▶ [WORK REQUIRED] Return each line of the records below that contains the string "foil", matching case exactly.

.....

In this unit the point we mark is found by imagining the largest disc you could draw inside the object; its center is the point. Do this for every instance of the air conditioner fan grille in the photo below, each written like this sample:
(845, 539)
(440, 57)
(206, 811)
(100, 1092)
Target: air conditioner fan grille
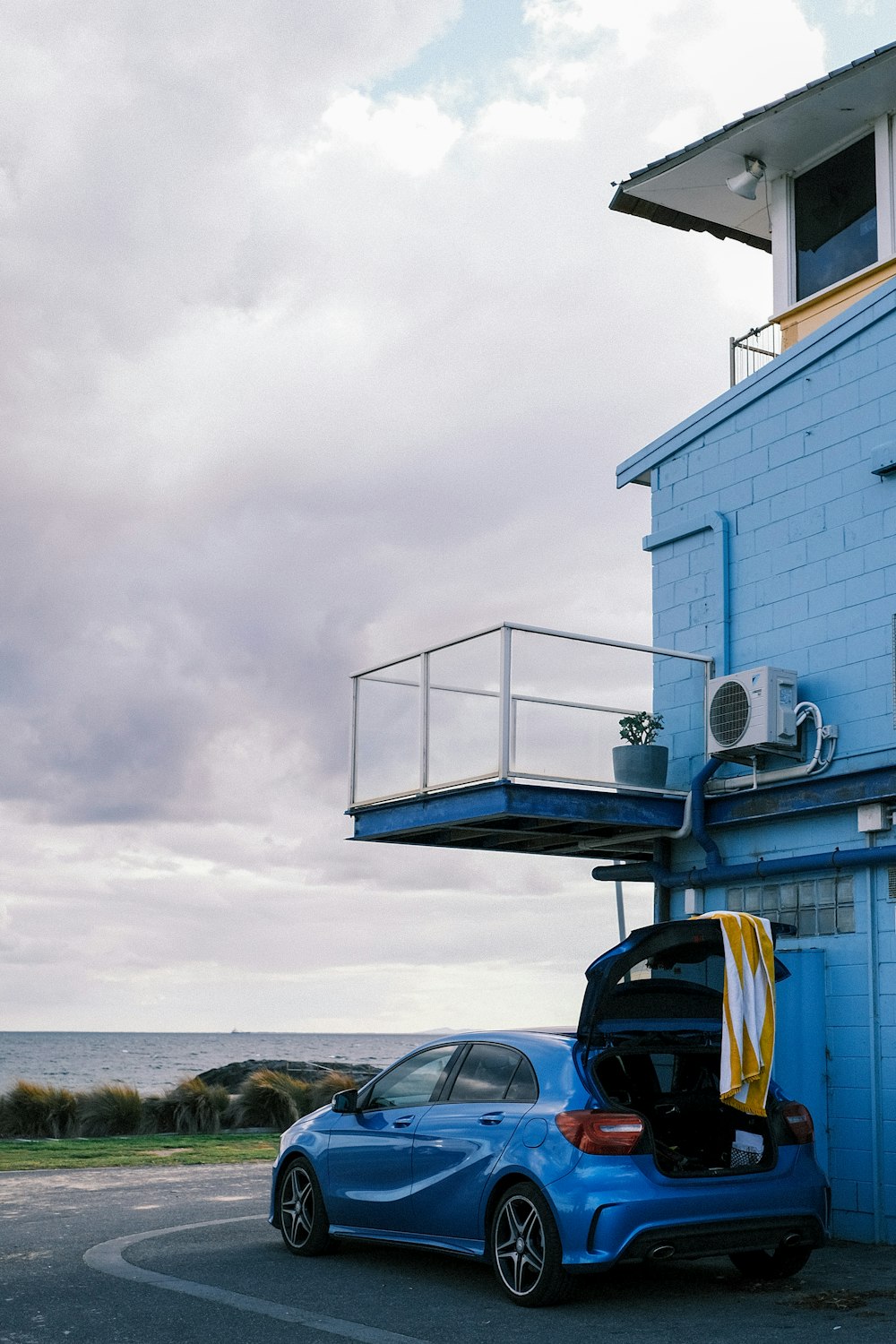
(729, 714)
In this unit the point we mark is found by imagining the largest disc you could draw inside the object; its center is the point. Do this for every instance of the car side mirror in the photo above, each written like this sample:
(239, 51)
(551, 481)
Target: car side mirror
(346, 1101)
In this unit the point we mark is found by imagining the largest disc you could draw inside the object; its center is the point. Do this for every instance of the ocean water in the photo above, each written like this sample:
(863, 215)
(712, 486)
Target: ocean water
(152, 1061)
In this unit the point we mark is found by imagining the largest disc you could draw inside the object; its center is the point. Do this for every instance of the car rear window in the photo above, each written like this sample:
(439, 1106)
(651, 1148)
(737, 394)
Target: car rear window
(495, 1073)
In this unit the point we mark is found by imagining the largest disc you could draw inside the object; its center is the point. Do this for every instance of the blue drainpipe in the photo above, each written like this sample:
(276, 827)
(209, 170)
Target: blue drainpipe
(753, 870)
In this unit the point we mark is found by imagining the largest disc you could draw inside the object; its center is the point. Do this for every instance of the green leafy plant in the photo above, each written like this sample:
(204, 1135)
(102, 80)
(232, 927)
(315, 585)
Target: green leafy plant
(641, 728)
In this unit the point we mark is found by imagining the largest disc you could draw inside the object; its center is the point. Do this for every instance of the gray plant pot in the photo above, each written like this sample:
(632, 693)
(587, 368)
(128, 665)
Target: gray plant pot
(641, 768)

.....

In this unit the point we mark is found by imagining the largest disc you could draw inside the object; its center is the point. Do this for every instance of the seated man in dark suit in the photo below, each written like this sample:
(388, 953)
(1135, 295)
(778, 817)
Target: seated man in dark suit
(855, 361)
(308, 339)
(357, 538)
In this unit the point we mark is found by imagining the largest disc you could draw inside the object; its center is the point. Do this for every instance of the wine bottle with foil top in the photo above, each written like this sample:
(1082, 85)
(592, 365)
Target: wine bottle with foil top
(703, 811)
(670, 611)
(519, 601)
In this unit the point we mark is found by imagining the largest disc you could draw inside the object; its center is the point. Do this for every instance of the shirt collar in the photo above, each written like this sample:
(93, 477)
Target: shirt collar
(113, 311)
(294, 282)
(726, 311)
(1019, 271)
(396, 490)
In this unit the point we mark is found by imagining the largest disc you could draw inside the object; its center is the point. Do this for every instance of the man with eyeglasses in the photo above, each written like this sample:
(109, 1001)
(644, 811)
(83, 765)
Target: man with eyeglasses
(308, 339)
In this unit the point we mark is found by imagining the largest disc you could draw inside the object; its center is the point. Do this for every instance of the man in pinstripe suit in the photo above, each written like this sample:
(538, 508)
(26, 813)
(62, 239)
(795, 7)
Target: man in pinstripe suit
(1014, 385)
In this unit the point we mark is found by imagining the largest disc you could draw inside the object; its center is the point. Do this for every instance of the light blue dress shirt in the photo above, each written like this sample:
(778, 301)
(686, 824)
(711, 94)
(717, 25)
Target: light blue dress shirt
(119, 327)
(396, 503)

.....

▶ [RESPONSE TO THIS EXERCISE]
In this unit the point we mark is found by imagining the largest disc you could draw inside the object; its center is the point. Do this for every instance of the wine bottle with foil top in the photo above, each written like this sample:
Target: wine bottle with foil top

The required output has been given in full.